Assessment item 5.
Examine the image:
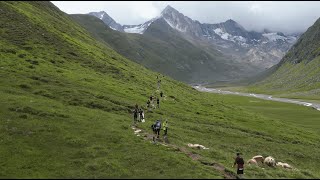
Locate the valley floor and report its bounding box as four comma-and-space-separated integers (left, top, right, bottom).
194, 85, 320, 111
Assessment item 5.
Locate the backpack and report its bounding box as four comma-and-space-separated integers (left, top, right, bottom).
155, 120, 161, 130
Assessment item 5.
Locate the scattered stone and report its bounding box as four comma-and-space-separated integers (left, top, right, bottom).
134, 129, 141, 133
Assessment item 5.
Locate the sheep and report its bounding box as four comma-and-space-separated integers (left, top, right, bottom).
276, 162, 292, 169
247, 158, 258, 165
264, 156, 276, 167
187, 143, 209, 150
252, 155, 264, 164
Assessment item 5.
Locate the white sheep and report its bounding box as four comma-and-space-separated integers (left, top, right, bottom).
247, 158, 258, 165
264, 156, 276, 167
276, 162, 292, 169
187, 143, 209, 150
252, 155, 264, 164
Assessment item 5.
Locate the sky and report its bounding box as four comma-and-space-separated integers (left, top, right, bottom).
52, 1, 320, 34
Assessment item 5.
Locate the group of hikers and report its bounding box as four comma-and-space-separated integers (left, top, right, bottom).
131, 75, 245, 177
150, 118, 168, 142
132, 75, 168, 143
133, 104, 145, 124
146, 90, 163, 109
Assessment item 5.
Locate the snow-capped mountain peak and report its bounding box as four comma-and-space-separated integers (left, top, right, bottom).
88, 11, 124, 32
160, 5, 202, 34
88, 6, 301, 69
161, 5, 179, 16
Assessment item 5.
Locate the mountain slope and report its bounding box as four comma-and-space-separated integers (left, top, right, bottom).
89, 5, 299, 70
71, 14, 257, 84
160, 5, 299, 70
248, 18, 320, 99
1, 2, 320, 179
0, 1, 223, 178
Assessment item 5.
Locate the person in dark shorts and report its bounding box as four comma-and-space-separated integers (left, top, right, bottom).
133, 108, 138, 125
233, 152, 244, 177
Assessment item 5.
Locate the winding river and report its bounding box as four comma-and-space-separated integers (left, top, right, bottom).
193, 85, 320, 111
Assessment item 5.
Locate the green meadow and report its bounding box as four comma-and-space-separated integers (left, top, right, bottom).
1, 1, 320, 179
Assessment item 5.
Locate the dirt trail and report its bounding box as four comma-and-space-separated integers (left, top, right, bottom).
131, 126, 238, 179
131, 80, 238, 178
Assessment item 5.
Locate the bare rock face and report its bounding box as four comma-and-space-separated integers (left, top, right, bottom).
88, 5, 302, 82
159, 6, 299, 70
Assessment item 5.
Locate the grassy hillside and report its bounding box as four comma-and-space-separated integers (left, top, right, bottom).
247, 18, 320, 99
1, 1, 320, 179
71, 14, 257, 84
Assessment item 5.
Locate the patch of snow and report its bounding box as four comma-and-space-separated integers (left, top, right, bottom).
262, 33, 287, 41
163, 18, 187, 32
100, 13, 104, 20
241, 42, 249, 47
214, 28, 231, 41
124, 17, 159, 34
234, 35, 247, 42
124, 25, 145, 34
213, 28, 246, 44
110, 26, 117, 31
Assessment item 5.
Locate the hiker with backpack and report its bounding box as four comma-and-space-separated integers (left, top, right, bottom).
232, 152, 245, 177
151, 119, 161, 142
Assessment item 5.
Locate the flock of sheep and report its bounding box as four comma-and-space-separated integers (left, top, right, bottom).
247, 155, 293, 169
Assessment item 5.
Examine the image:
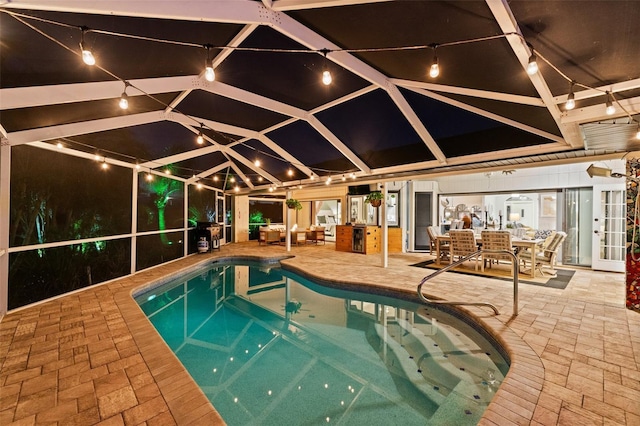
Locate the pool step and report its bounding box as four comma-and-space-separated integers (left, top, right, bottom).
373, 323, 447, 407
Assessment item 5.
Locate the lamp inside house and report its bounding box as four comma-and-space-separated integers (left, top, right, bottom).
509, 212, 520, 227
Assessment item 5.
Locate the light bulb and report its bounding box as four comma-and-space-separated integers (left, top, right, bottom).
322, 70, 332, 85
213, 176, 219, 181
230, 176, 235, 183
197, 132, 204, 144
146, 173, 153, 181
255, 159, 261, 167
56, 142, 63, 149
287, 168, 294, 177
119, 93, 128, 110
429, 55, 439, 78
565, 92, 575, 110
205, 65, 215, 82
526, 53, 538, 75
101, 161, 108, 170
234, 186, 239, 192
269, 186, 274, 192
606, 99, 615, 115
81, 47, 95, 66
636, 128, 640, 140
258, 176, 263, 182
197, 182, 202, 189
164, 169, 171, 175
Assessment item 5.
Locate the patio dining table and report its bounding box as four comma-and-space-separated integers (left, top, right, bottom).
435, 234, 545, 278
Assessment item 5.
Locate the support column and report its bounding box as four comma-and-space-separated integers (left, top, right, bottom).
130, 171, 138, 274
0, 141, 11, 316
285, 190, 291, 252
381, 183, 388, 268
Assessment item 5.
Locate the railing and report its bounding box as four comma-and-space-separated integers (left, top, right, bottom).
417, 249, 520, 316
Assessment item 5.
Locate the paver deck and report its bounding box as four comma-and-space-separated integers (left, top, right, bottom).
1, 242, 637, 425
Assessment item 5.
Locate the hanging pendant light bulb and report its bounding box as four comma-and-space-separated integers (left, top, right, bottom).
79, 27, 95, 66
605, 92, 615, 115
287, 168, 294, 177
321, 49, 332, 85
204, 45, 215, 82
254, 158, 261, 167
428, 46, 439, 78
565, 82, 575, 110
119, 92, 128, 109
118, 82, 129, 110
635, 123, 640, 140
196, 125, 204, 144
526, 44, 539, 75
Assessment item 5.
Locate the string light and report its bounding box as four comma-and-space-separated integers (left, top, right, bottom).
287, 168, 294, 177
565, 82, 575, 110
254, 158, 261, 167
325, 176, 331, 185
101, 158, 109, 169
268, 186, 274, 192
428, 45, 439, 78
197, 125, 204, 144
164, 168, 171, 175
56, 142, 63, 149
197, 181, 202, 189
79, 27, 95, 66
234, 186, 239, 192
321, 49, 332, 86
636, 123, 640, 140
350, 173, 356, 179
229, 176, 235, 183
213, 175, 219, 182
204, 44, 215, 82
146, 172, 153, 181
10, 10, 637, 184
605, 92, 615, 115
341, 175, 346, 181
526, 47, 538, 75
258, 176, 263, 182
119, 82, 129, 110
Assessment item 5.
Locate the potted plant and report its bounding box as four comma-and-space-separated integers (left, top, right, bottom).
286, 198, 302, 210
365, 191, 384, 208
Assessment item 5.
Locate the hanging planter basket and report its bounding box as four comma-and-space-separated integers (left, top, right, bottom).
365, 191, 384, 208
286, 199, 302, 210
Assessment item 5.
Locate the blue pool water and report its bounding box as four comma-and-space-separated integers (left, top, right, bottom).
135, 260, 509, 425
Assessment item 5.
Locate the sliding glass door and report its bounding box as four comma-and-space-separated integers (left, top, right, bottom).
563, 188, 592, 267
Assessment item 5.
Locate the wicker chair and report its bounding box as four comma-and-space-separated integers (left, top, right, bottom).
449, 229, 479, 269
427, 225, 449, 260
519, 231, 567, 277
480, 230, 514, 273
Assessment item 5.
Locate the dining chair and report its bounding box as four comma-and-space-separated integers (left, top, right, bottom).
480, 230, 514, 273
519, 231, 567, 277
427, 225, 449, 260
449, 229, 479, 269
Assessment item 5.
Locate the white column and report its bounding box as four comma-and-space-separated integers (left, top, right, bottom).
183, 181, 189, 257
130, 171, 138, 274
381, 184, 388, 268
285, 190, 291, 251
0, 142, 10, 315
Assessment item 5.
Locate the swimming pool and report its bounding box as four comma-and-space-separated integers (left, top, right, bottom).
135, 259, 509, 425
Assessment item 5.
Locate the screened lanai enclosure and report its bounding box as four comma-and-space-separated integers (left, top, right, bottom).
1, 1, 640, 314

### Action item
Each entry above must be set down word for word; none of its pictures belong in the copy.

### Result of this exercise
Assessment item 5.
Examine the image:
Locate the valley floor and report its bounding box as four comma-and-space-separated integers (left, top, right, bottom).
194, 85, 320, 111
Assessment item 5.
Locate the backpack and report its bounding box as four comma-and-space-separated integers (left, top, right, bottom).
155, 120, 161, 130
Assessment item 5.
Locate the scattered stone and report its bounding box as four comma-and-space-separated integers (left, top, right, bottom).
134, 129, 141, 133
Assessment item 5.
Locate the sheep and report its bounding box as four comma-and-space-separated integers (left, top, right, bottom).
276, 162, 292, 169
247, 158, 258, 165
264, 156, 276, 167
187, 143, 209, 150
252, 155, 264, 164
Assessment item 5.
Locate the white sheep and report its bounding box as four comma-and-space-separated integers (left, top, right, bottom).
247, 158, 258, 165
264, 156, 276, 167
276, 162, 292, 169
187, 143, 209, 150
252, 155, 264, 164
Assessment item 5.
Locate the sky and report its bounding box as four comma-and-space-separated integers (left, top, right, bottom).
52, 1, 320, 34
Assessment item 5.
Locate the group of hikers and report its bounding box as four comma-and-space-separated integers (left, top, right, bottom).
131, 75, 245, 177
150, 118, 168, 142
132, 75, 168, 143
133, 104, 145, 124
146, 90, 163, 109
Assessment item 5.
Locate the snow-capped mountain peak and report its bounding box as four comma-and-space-separated integers (left, top, right, bottom).
88, 11, 124, 32
160, 5, 202, 34
88, 6, 301, 69
161, 5, 179, 16
Assessment item 5.
Locate the mountain slope and report its bounding box as four comma-and-space-separated integers (left, top, right, bottom).
89, 5, 299, 70
71, 14, 257, 84
160, 5, 299, 70
248, 18, 320, 99
1, 2, 320, 179
0, 1, 223, 178
Assessment item 5.
Locate the person in dark shorts and report its bounding box as four comma-and-space-separated integers (left, top, right, bottom).
133, 108, 138, 125
233, 152, 244, 177
Assessment item 5.
Locate the winding river and report its bounding box as four comma-and-space-separated integers (left, top, right, bottom).
193, 85, 320, 111
Assessment item 5.
Locate the green meadow and report its bounding box as four comma-and-space-separated integers (left, top, right, bottom).
1, 1, 320, 179
Assessment item 5.
Locate the dirt trail and report its bounding box as four comma-and-space-separated integers (left, top, right, bottom).
131, 126, 238, 179
131, 80, 238, 178
Assessment item 5.
Locate the bare rock face and report its bounding box as four comma-and-space-separated integers (left, top, right, bottom).
88, 5, 302, 82
159, 6, 299, 70
Assessment item 5.
Locate the grassy hillside and report its bounding box as four comma-and-space-separated integers (left, top, right, bottom).
247, 18, 320, 99
1, 1, 320, 179
71, 14, 257, 84
Assessment item 5.
Locate the patch of snow and report its bounding box as four comma-and-space-separated integers (left, top, right, bottom).
262, 33, 287, 41
163, 18, 187, 32
100, 13, 104, 20
241, 42, 249, 47
214, 28, 231, 41
124, 17, 159, 34
234, 35, 247, 42
124, 25, 145, 34
213, 28, 246, 44
110, 26, 117, 31
Assessment item 5.
Locate the hiker with backpack and report its bounding box as four comma-and-space-separated integers (left, top, right, bottom).
232, 152, 245, 177
151, 119, 161, 142
Assessment item 5.
Locate the flock of sheep and report its bounding box as four comma-and-space-separated integers (left, top, right, bottom).
247, 155, 293, 169
Assessment item 5.
Examine the image:
Locate the pool step and report its bounding box as four comma-and-space-separated integers (left, top, right, bottom).
373, 323, 447, 407
Assessment item 5.
Locate the lamp inside house and report its bounding box as four comma-and-space-separated integers (left, top, right, bottom).
509, 212, 520, 227
Assessment item 5.
Locate the light bulb and report its bounding box as four comma-and-space-separated integers (left, top, right, bottom).
322, 70, 332, 85
213, 176, 219, 181
230, 176, 235, 183
197, 132, 204, 144
146, 173, 153, 181
255, 159, 261, 167
56, 142, 63, 149
287, 168, 294, 177
119, 93, 128, 110
429, 55, 439, 78
565, 92, 575, 110
205, 65, 215, 82
526, 53, 538, 75
101, 161, 108, 170
234, 186, 239, 192
269, 186, 274, 192
606, 99, 615, 115
81, 47, 95, 66
636, 128, 640, 140
258, 176, 263, 182
197, 182, 202, 189
164, 169, 171, 175
Assessment item 5.
Locate the patio dining table and report its bounding box as four comma-and-space-separated integers (left, top, right, bottom).
435, 234, 545, 278
Assessment item 5.
Locate the support column and report its bounding box as four comma-and-space-separated integers (left, top, right, bottom).
130, 171, 138, 274
0, 141, 11, 316
285, 190, 291, 252
381, 183, 388, 268
Assessment item 5.
Locate the railing and report its bounding box as four comma-and-space-separated integers (left, top, right, bottom).
417, 249, 520, 316
Assessment item 5.
Locate the paver deck and report its bounding box as four comma-and-space-separated integers (left, top, right, bottom).
1, 242, 637, 425
Assessment item 5.
Locate the hanging pendant light bulb and report its bounding box as four comma-and-space-separated integers (left, top, right, bottom).
79, 27, 95, 66
605, 92, 615, 115
287, 168, 294, 177
321, 49, 332, 85
204, 45, 215, 82
254, 158, 261, 167
428, 46, 439, 78
565, 82, 575, 110
119, 92, 128, 109
118, 82, 129, 110
635, 123, 640, 140
196, 125, 204, 144
526, 44, 539, 75
Assessment item 5.
Locate the string light and report its bounding box as four comma-and-space-separated integers (left, top, right, bottom).
287, 168, 294, 177
565, 82, 575, 110
254, 158, 261, 167
325, 176, 331, 185
101, 158, 109, 169
268, 186, 274, 192
428, 45, 439, 78
197, 125, 204, 144
164, 168, 171, 175
56, 142, 63, 149
197, 181, 202, 189
79, 27, 95, 66
234, 186, 239, 192
321, 49, 332, 86
636, 123, 640, 140
350, 173, 356, 179
229, 176, 235, 183
213, 175, 219, 182
204, 44, 215, 82
146, 172, 153, 181
10, 10, 637, 184
605, 92, 615, 115
341, 175, 346, 181
526, 47, 538, 75
258, 176, 263, 182
119, 82, 129, 110
Assessment item 5.
Locate the potted plant and report its bounding box as four comma-and-space-separated integers (left, top, right, bottom).
286, 198, 302, 210
365, 191, 384, 208
Assessment item 5.
Locate the hanging planter basket and report its bounding box as four comma-and-space-separated integers (left, top, right, bottom).
365, 191, 384, 208
286, 199, 302, 210
Assessment item 5.
Locate the blue pool water and report its bounding box as four comma-and-space-separated integers (left, top, right, bottom).
135, 260, 509, 425
Assessment item 5.
Locate the sliding glass door and report its bounding box as four comma-and-space-separated integers (left, top, right, bottom).
563, 188, 592, 267
Assessment item 5.
Locate the wicker chair and report its bounding box as four comma-and-space-separated integers (left, top, right, bottom).
449, 229, 479, 269
427, 225, 449, 260
519, 231, 567, 277
480, 230, 514, 273
Assessment item 5.
Locate the dining chair and report its bounding box as four comma-and-space-separated integers (left, top, right, bottom).
480, 230, 514, 273
519, 231, 567, 277
427, 225, 449, 260
449, 229, 479, 269
Assessment item 5.
Locate the white column and report its bounding box as four comma-and-space-separated integers (left, top, right, bottom).
183, 181, 189, 257
130, 171, 138, 274
381, 184, 388, 268
285, 190, 291, 251
0, 142, 10, 315
Assessment item 5.
Locate the swimming pool and report its bounding box as four comma-and-space-separated integers (left, top, right, bottom).
135, 259, 509, 425
Assessment item 5.
Locate the screened lanai enclosure and report its bounding box as four comma-and-space-separated integers (left, top, right, bottom).
1, 1, 640, 314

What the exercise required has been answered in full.